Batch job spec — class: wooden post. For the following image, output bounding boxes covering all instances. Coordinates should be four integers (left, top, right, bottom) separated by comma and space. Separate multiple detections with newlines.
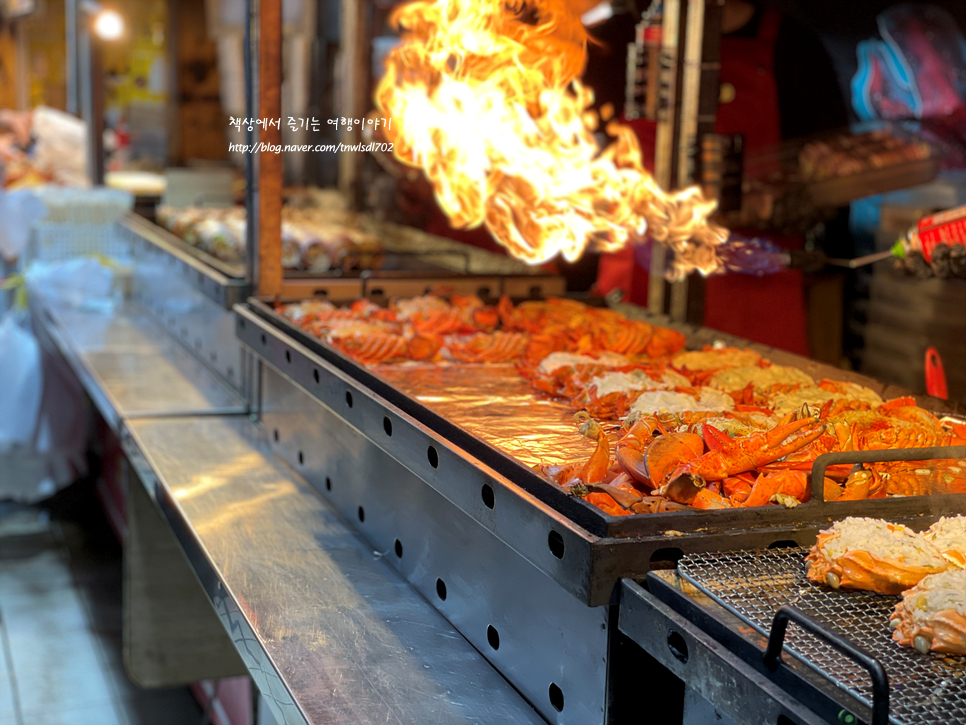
255, 0, 282, 297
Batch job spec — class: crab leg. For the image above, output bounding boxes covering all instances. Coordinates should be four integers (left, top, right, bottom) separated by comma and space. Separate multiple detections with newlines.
669, 418, 825, 481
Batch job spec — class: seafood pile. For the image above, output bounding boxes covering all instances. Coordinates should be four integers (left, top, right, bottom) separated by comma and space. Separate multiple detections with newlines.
806, 516, 966, 655
531, 348, 966, 516
155, 206, 382, 273
278, 294, 966, 516
279, 294, 684, 364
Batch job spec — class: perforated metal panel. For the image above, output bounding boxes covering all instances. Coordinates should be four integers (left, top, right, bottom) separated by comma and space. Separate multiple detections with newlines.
678, 548, 966, 725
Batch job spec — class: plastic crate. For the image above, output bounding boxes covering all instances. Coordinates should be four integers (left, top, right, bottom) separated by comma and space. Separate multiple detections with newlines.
26, 221, 131, 262
33, 186, 134, 224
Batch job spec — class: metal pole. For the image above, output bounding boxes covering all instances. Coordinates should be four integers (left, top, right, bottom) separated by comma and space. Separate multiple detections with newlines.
244, 0, 259, 290
647, 0, 682, 314
670, 0, 705, 322
77, 22, 103, 186
64, 0, 80, 116
87, 34, 104, 186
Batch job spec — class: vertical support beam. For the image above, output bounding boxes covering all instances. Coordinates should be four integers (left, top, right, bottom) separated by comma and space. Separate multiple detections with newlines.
670, 0, 705, 322
64, 0, 81, 116
77, 25, 104, 186
337, 0, 369, 209
647, 0, 682, 314
250, 0, 282, 297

------------------------------------

## Problem
Write out every entry above word for word, and leave the picture out of your copy.

## Solution for this task
Batch job spec — class: wooden post. For the following image, output bounding boxes covering all instances. Coordinates should be four integers (left, top, right, bottom) separated by comma and space. Separate multiple detections with newlines.
255, 0, 282, 297
Batch job spec — class: crab leg. For the image above, output bounding boxes covering all instances. Coordinates should be four integers (left, top, right, bottom) separated by comma and space. Separate multiple detections with newlines.
669, 418, 825, 481
Batch job spec — class: seafood pile. For the image above, output bounding boxes covering all instances. Coordinates should be four integers (left, top, right, bottom) separated by comma and space. Separate multiple detections with newlines.
806, 516, 966, 655
531, 348, 966, 516
155, 206, 382, 273
278, 294, 966, 516
279, 294, 684, 364
Batch job spec — class: perforated metal panel. For the image above, output bounding boxes covering all instances. Coordinates should be four integers (left, top, right, bottom) separated by comma and space. Separate multiple detections with newlines.
678, 548, 966, 725
Batch job spec — class: plastic crate. For the image above, output bounding boxes covering all instances. Coordinates should be four integers (left, top, right, bottom) separated by comma and space. Separate multiple detections with newlines.
26, 221, 131, 262
33, 186, 134, 224
Batch job spec — class: metal pole. For the image above, output bounding boxes covering all instances. Coordinates should be four integers (left, top, right, bottom) separated by comma and space. Separate multiple detections with newlines.
244, 0, 259, 290
647, 0, 682, 314
670, 0, 705, 322
77, 22, 103, 186
64, 0, 80, 116
87, 34, 104, 186
Batch job spec — class: vertical support beam. For the image above, output bounding boxes covering all instances. Coordinates should be four integers (left, top, right, bottom) separated by comma and space. Separate multiple detections with newlines.
670, 0, 705, 322
64, 0, 81, 116
77, 25, 104, 186
337, 0, 369, 209
647, 0, 682, 314
250, 0, 282, 297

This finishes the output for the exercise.